Enunciado da tarefa:
Com base no trecho sobre democracia digital, responda:
1. Segundo o trecho, onde começam as manifestações?
2. Entre que duas forças a sociedade civil está sendo pressionada?
3. Quantas regiões são abrangidas pelo Relatório Síntese de 2025 sobre o Ecossistema de Democracia Digital?

Trecho do documento:
=======
A democracia atualmente é formada tanto on-line como off-line. As manifestações começam em bate-papos criptografados; os debates acontecem nos comentários e o discurso é filtrado por algorítmos. A promessa da internet era clara: um espaço onde qualquer pessoa pudesse falar, se organizar e ser ouvida. Mas essa promessa está desparecendo. Em todos os continentes, as vozes que mais precisam do espaço digital, movimentos jovens, redes feministas, grupos indígenas, jornalistas e organizadores de base, estão sendo silenciados não pela força, mas por interrupções, vigilância, censura e algorítmos tendenciosos. O que antes era uma ferramenta de libertação, agora, cada vez mais, é um local de repressão.
Este não é apenas um dilema digital, é uma crise democrática. Da Divisão Norte-Sul, a erosão do espaço digital civil está reduzindo a participação, calando a dissidência e isolando comunidades. A sociedade civil está sendo pressionada entre um controle estatal mais rigoroso e a indiferença das plataformas.
O Relatório Síntese de 2025 sobre o Ecossistema de Democracia Digital, da CIVICUS sob a Iniciativa para a Democracia Digital (IDD), traça esses padrões através de seis regiões — do Leste Asiático à África Subsaariana. O que está em risco não é somente o acesso à internet, mas o acesso ao poder, direitos e visibilidade. Quando a democracia digital desaparece, o mesmo acontece com a capacidade das pessoas em moldar o seu futuro.
A lenta erosão do espaço civil na era digital
Em seis regiões globais, a democracia digital é atualmente tanto uma tábua de salvação quanto um campo de batalha disputado. O Relatório Síntese revela como a sua dissolução está sistematicamente esvaziando a sociedade civil de seu poder, especialmente no Sul Global, ameaçando não apenas a participação, mas a própria sobrevivência.
=======
Extrato dos dados:
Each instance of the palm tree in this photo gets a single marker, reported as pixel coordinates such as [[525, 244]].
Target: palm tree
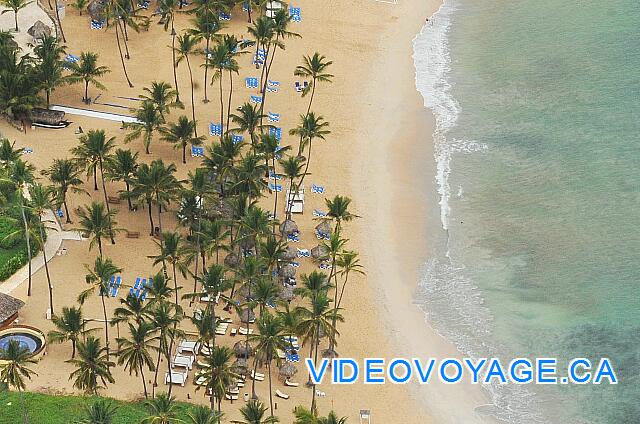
=======
Resposta ao exercício:
1. Em bate-papos criptografados.
2. Entre um controle estatal mais rigoroso e a indiferença das plataformas.
3. Seis regiões, do Leste Asiático à África Subsaariana.